### [AUFGABE]
Schreibe die folgenden Daten vollständig ab und tausche dabei „utility pole“ überall gegen „telephone pole“ aus. Alles andere bleibt unverändert.

### [GEGEBENE DATEN]
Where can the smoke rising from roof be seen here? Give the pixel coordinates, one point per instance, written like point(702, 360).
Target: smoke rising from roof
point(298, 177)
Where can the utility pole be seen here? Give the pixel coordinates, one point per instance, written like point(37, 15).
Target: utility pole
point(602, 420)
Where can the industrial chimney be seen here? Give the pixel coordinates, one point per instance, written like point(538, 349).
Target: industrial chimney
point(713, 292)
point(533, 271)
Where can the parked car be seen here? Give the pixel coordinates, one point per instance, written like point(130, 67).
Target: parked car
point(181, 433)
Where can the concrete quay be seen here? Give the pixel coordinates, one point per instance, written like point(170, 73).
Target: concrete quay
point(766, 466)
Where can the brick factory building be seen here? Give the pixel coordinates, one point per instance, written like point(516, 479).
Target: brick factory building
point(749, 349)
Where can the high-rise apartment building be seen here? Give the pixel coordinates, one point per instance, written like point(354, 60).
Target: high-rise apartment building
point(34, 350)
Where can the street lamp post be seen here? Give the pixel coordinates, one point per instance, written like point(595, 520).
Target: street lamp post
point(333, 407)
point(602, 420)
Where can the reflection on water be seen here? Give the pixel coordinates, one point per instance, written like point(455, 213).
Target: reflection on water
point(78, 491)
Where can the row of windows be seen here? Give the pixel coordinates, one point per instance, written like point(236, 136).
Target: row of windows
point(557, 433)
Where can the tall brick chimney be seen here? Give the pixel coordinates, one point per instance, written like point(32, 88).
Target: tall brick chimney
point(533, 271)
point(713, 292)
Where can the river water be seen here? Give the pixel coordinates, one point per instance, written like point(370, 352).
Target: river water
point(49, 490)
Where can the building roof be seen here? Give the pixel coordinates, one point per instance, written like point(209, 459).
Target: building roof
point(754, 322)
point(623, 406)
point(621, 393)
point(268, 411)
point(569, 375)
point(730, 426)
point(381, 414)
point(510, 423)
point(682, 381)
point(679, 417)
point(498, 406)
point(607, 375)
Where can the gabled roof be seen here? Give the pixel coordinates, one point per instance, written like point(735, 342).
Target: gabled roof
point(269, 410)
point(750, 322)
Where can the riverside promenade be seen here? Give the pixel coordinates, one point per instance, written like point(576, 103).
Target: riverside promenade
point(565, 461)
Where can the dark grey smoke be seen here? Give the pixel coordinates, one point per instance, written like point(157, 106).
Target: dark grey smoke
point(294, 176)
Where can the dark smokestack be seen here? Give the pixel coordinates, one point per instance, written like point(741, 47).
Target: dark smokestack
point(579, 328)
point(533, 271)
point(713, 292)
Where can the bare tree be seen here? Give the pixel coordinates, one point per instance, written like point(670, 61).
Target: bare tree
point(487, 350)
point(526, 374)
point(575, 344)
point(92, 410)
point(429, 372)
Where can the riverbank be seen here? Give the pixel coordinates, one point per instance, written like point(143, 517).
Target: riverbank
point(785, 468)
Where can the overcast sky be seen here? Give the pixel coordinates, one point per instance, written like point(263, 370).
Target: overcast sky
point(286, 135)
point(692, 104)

### [AUSGABE]
Where can the smoke rising from roof be seen here? Give the pixel coordinates, one point per instance, written like point(702, 360).
Target: smoke rising from roof
point(298, 177)
Where can the telephone pole be seen here? Give the pixel coordinates, one point per instance, written like point(37, 15).
Target: telephone pole
point(602, 420)
Where can the industrial chimney be seen here? Give the pixel coordinates, one point per instance, written like point(538, 349).
Target: industrial chimney
point(713, 292)
point(533, 271)
Where can the parked car be seen here? Give the pixel coordinates, one point per instance, written like point(130, 67).
Target: parked car
point(181, 433)
Where can the concrete quay be seen here? Give the pixel coordinates, one point per instance, written like point(170, 73).
Target: concrete quay
point(766, 466)
Where can the brick factory building be seen here? Give the pixel coordinates, one point per instance, written like point(516, 479).
Target: brick factory building
point(749, 349)
Where can the high-rise apartment building be seen here? Give the pixel coordinates, one point per instance, written like point(354, 60).
Target: high-rise apartment building
point(34, 350)
Where can the street lamp post be seen here? Give the pixel coordinates, one point per instance, written like point(595, 520).
Target: street lamp post
point(333, 407)
point(602, 420)
Where can the reflection on water be seen here? Give the pixel coordinates, one point per instance, written like point(455, 213).
Target: reflection on water
point(78, 491)
Where can the row of windows be seen here? Give the pixel coordinates, one point per instance, written like point(236, 136).
Target: row of windows
point(557, 433)
Where can the tall brick chimney be seen here? Give the pixel coordinates, one point per instance, written like point(32, 88).
Target: tall brick chimney
point(533, 271)
point(713, 292)
Where can the river water be seen here? Give the pixel coordinates, one point per instance, written like point(370, 352).
Target: river water
point(49, 490)
Where can the building roof be seen here? Give the pixel coordinates, one point per instance, written like point(209, 459).
Target: building roof
point(754, 322)
point(623, 406)
point(621, 393)
point(268, 411)
point(569, 375)
point(730, 426)
point(381, 414)
point(510, 423)
point(682, 381)
point(679, 417)
point(498, 406)
point(607, 375)
Where can the gabled roof be seen here? Give the pixel coordinates, one point per instance, written like point(735, 342).
Target: gabled roof
point(269, 410)
point(750, 322)
Where can the riverside promenade be seen here? Give the pixel coordinates, one point per instance, written like point(576, 103).
Target: riverside promenade
point(565, 461)
Where can the dark grey smoke be seen here? Give the pixel coordinates, one point per instance, written like point(157, 106).
Target: dark grey smoke
point(294, 176)
Where can the dark smokestack be seen here? Give the pixel coordinates, one point per instance, written like point(741, 47).
Target: dark smokestack
point(579, 328)
point(533, 271)
point(713, 292)
Where can the bare tree be seen here? Give the pixel coordinates, one point per instance, written like point(670, 61).
Target: bare tree
point(487, 350)
point(526, 374)
point(575, 344)
point(92, 410)
point(429, 372)
Where can the riverbank be seen here? Give the pixel coordinates, one point per instance, written like point(143, 517).
Target: riverbank
point(785, 468)
Where can the overcast sky be seen here? Give the pixel coordinates, one point per instance, written like point(263, 370).
Target: overcast sky
point(286, 135)
point(692, 104)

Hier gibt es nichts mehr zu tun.